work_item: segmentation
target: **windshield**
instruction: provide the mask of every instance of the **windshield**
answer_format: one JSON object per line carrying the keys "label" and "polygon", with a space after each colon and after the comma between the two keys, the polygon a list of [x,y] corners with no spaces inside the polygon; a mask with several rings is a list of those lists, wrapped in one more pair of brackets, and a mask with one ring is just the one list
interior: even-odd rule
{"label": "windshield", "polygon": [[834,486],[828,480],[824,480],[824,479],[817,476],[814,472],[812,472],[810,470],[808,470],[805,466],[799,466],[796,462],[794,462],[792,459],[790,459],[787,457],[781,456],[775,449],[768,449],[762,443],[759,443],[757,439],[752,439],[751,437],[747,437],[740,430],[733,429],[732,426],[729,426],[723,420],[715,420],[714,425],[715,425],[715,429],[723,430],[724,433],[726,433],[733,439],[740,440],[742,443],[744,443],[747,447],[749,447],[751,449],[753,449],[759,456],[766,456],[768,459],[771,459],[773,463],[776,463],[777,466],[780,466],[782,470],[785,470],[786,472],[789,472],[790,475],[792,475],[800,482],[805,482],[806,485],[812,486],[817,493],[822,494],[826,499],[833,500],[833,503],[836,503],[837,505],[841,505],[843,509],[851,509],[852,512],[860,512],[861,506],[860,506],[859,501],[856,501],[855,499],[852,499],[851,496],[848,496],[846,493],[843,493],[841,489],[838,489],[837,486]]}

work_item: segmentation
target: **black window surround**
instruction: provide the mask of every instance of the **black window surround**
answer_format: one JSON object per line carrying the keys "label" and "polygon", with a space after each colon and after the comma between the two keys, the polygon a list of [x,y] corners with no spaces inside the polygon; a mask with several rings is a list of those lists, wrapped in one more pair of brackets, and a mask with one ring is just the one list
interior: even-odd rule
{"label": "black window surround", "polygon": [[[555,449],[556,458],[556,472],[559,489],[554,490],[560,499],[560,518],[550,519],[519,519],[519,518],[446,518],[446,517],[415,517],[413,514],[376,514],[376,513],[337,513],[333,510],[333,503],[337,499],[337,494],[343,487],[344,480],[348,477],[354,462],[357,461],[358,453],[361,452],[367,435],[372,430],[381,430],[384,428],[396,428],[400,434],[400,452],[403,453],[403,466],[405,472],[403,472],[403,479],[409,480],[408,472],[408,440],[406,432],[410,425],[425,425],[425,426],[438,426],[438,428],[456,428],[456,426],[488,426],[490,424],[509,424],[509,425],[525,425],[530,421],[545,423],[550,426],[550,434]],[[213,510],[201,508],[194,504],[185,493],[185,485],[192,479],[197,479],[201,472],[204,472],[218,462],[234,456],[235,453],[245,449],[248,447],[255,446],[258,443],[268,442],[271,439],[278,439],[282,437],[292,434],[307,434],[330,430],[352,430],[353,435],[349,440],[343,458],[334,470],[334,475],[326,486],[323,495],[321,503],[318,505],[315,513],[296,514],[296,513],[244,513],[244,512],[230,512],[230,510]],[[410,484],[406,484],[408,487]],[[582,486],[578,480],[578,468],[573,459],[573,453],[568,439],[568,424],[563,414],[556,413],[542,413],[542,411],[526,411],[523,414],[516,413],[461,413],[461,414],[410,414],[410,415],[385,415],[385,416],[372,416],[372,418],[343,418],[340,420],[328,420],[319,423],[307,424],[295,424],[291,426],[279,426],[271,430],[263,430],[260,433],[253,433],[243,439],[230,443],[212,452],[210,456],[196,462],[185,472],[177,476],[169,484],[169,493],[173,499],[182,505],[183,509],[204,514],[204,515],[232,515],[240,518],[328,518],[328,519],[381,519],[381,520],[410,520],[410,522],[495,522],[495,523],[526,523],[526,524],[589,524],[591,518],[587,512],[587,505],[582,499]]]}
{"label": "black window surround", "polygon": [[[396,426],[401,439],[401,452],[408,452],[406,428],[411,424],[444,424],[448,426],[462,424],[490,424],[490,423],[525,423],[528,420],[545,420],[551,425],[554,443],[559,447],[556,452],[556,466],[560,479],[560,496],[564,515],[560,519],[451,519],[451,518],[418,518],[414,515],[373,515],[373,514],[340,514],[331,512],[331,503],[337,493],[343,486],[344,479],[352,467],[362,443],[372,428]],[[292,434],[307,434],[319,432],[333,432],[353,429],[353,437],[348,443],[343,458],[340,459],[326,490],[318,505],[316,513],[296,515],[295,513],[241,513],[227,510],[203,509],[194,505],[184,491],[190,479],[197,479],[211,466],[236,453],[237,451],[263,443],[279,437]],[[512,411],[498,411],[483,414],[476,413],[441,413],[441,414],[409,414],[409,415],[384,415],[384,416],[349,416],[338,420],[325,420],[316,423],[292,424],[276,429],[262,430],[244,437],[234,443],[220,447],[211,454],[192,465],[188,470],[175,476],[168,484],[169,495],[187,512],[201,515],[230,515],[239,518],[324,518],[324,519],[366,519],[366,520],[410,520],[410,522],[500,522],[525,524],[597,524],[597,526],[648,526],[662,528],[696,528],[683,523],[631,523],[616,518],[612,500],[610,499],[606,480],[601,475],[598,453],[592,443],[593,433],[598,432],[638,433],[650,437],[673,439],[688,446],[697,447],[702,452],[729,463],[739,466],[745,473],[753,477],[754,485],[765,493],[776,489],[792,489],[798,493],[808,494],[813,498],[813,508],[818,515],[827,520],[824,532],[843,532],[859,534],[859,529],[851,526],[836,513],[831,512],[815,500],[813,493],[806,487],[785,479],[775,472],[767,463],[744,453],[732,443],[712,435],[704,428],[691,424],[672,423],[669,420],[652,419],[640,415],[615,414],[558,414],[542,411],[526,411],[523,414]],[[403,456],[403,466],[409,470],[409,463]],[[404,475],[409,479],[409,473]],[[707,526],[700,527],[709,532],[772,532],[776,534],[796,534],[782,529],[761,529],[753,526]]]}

• Work to complete
Retype the records from their very first line through the line that contains "of the **windshield**", reproducing each character without change.

• Solved problem
work_item: segmentation
target: **windshield**
instruction: provide the mask of every instance of the **windshield**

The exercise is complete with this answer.